### WHAT YOU ARE ASKED TO DO
Beginning with the first entry, set down each one exactly as shown.

↓↓↓

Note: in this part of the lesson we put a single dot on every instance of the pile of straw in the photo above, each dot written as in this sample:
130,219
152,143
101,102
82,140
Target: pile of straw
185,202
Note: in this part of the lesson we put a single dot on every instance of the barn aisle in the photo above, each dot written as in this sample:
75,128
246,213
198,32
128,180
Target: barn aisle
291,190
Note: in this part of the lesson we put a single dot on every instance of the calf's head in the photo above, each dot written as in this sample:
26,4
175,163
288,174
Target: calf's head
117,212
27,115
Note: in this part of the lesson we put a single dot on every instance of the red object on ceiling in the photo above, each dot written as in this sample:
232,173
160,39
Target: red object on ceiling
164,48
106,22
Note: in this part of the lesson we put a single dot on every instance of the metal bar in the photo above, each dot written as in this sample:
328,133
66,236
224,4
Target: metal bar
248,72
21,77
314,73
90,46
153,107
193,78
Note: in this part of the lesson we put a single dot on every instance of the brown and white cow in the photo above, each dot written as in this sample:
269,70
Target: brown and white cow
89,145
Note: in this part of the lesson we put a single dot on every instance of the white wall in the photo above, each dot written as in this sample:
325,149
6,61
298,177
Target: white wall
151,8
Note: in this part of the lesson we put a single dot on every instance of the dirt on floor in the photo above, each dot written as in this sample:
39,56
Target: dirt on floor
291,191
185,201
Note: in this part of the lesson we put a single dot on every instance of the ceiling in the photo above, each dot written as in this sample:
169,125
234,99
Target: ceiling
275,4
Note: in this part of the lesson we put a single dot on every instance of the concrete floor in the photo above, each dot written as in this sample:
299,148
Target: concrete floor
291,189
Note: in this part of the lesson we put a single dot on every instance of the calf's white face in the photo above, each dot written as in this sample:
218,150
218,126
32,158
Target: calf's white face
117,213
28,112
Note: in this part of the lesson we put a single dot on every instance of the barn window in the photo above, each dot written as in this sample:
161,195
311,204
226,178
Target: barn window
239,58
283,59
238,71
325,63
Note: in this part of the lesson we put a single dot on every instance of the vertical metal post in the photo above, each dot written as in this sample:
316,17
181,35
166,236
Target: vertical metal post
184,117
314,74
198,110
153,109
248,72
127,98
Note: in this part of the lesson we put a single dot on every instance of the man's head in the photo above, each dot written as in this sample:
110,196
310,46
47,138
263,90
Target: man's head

↑↑↑

### PROBLEM SOLUTION
Note: in this part of the lesson we put a single dot on every instance of the pile of straw in the photo above, each dot written as in this sample:
130,219
152,143
101,102
82,140
Target: pile of straw
185,202
Note: in this part of the lesson we put a single dot on every instance of the barn aisle in the photo above, each dot written as in this sample:
75,128
246,213
198,32
128,180
Target: barn aisle
291,190
Note: in this part of the lesson we put a single dot on every instance of the calf's head in the photo above, each dot written as in this sample:
26,4
175,163
288,174
Target: calf's head
117,212
27,115
Note: in this part of the lesson we put a single dot on every instance of the red object on ceiling in the photo above, each dot written as in this sample:
232,173
160,39
Target: red object on ceiling
164,48
106,22
Note: in this part of the lesson we put a single dot on every instance of the metal bar in the photo above, each dot written as in this sample:
328,133
66,236
224,4
Target: metal bar
248,72
21,77
314,73
90,46
153,107
193,78
Note: in this part of the lesson we put a single dot on every instance of the brown and white cow in the photo above, each dot written as in this sample:
269,70
Target: brown and white cow
89,145
Note: in this part of the lesson we put a single dot on every instance of the white wall in the photo above, each dot written as in this sample:
325,149
6,61
298,177
Target: white wall
151,8
Note: in this part of the lesson we put a single dot on every instance of the dirt on floor in the photo above, each dot written as in this sample:
39,56
Target: dirt on floor
291,191
185,201
Note: in this part of the lesson we put a single dot on every instance of the ceiling in the photo above, each dot written as in this sample:
169,125
234,99
Target: ceiling
275,4
Note: in this part of the lesson we put a single dot on every instance of the concrete floor in the photo above, each dot written as in this sample:
299,148
Target: concrete floor
291,189
Note: in this part of the lesson we put a single dot on every instance of the calf's white face in the photo above, each dot written as in this sample:
218,150
218,126
32,158
Target: calf's white face
117,213
28,112
Note: in this part of the lesson we put a single dot on every instance of the barn window in the photo above, each dot written as in this sample:
161,195
311,204
226,178
Target: barn window
239,58
283,59
238,71
325,63
Note: in this part of the lesson we put a single dot on every instance of the vertical metal post in the photo above, each dot written as in this sample:
316,17
181,35
166,236
Target: vertical metal post
184,117
314,74
198,110
153,109
248,72
127,98
Note: in this part of the lesson we put a single dot on every instance of the man's head in the photo above, each dot written as in this sample:
110,196
310,46
47,138
263,90
Target: man's head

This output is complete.